Allerdings ist von der grundsätzlichen Verpflichtung des Aufnahmestaates, entsandte Arbeitskräfte ohne weitere Arbeitsbewilligung zu akzeptieren, die Frage der Kontrolle und der Ahndung der illegalen Beschäftigung zu unterscheiden. Wenngleich der Kommissionsvorschlag nichts am Prinzip ändert, dass nur ordnungsgemäß und dauerhaft im Herkunftsland beschäftigte Arbeitskräfte ohne weitere Bewilligung zuzulassen sind, berührt dies nicht das Recht des Aufnahmestaates sicherzustellen und zu kontrollieren, ob dies auch tatsächlich der Fall ist und widrigenfalls rasch und effizient Sanktionen zu setzen. Die Tätigkeit von Arbeitskräften, die für EU-Unter-nehmen im Bundesgebiet arbeiten, den Sitzstaat des Entsendeunternehmens jedoch nie gesehen haben, geschweige denn über eine entsprechende Arbeitsbewilligung verfügen, muss von österreichischen Behörden als illegale Beschäftigung unmittelbar geahndet und sanktioniert werden können. Auch müssen entsprechende Strafbestimmungen gegen den österreichischen Auftraggeber weiterhin aufrecht bleiben können. Ich gehe davon aus, dass der endgültige Text eine klare Formulierung enthalten wird, die dies dem Aufnahmestaat ermöglicht, ohne das Herkunftslandprinzip in seiner Grundstruktur in Frage zu stellen.

◇ ◇ ◇ ◇ ◇

> _Zur Aufgabe_
Geben Sie an, gegen wen laut Quelltext entsprechende Strafbestimmungen weiterhin aufrecht bleiben können müssen.

> _Bereitgestellte Angaben_
◇ ◇ ◇ ◇ ◇

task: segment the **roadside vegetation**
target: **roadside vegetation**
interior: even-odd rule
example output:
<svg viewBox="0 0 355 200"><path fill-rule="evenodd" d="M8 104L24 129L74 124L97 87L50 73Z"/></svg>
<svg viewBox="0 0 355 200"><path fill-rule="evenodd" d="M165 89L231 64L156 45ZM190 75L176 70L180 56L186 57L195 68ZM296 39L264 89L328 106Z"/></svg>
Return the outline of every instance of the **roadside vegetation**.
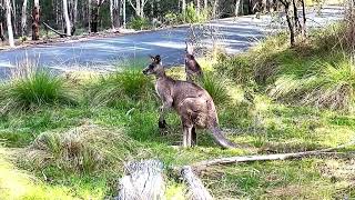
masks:
<svg viewBox="0 0 355 200"><path fill-rule="evenodd" d="M112 198L124 162L151 158L164 162L166 198L184 199L173 167L354 141L355 63L349 38L339 37L344 29L313 30L294 48L280 33L245 53L201 60L200 84L215 100L227 138L243 147L233 150L222 150L204 131L197 147L174 148L180 120L170 113L168 130L159 130L153 78L136 67L83 78L39 69L13 76L0 93L0 199ZM182 68L168 73L184 79ZM212 167L201 178L216 199L352 199L354 150Z"/></svg>

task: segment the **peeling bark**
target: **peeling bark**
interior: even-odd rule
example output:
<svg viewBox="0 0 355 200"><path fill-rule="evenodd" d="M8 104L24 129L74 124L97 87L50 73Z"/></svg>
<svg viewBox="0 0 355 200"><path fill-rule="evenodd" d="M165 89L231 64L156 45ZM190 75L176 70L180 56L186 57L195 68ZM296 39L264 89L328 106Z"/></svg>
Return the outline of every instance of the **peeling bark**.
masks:
<svg viewBox="0 0 355 200"><path fill-rule="evenodd" d="M32 40L40 39L40 1L34 0L32 9Z"/></svg>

◇ ◇ ◇ ◇ ◇

> _Ergebnis_
Gegen den österreichischen Auftraggeber.